→ Point annotation records
^^^^

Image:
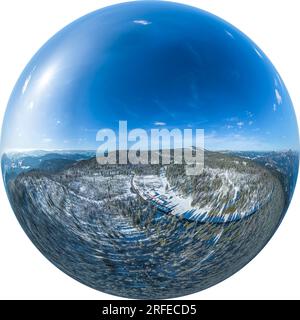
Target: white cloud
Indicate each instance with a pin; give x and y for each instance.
(159, 123)
(142, 22)
(278, 96)
(31, 105)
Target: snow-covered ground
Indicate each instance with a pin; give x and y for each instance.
(239, 195)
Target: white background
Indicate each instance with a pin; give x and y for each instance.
(25, 25)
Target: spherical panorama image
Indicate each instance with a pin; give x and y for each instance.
(149, 150)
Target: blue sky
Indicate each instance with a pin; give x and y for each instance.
(156, 65)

^^^^

Extract every line of the data above word for word, omitting the pictures.

Image:
Target: white cloud
Indicate each instance with a pin; give x and y for each instance.
(159, 123)
(142, 22)
(278, 96)
(31, 105)
Target: snow-covered ground
Indicate each instance with a pin; give x and y for each instance.
(239, 195)
Target: white background
Indicate each instance with a pin; give x and y for each instance.
(25, 25)
Target: spherical panorama image
Indicate each instance with a pin; give x and y for each instance.
(149, 150)
Target: blue sky
Indicate each instance with a pin; give x and y for each instance.
(156, 65)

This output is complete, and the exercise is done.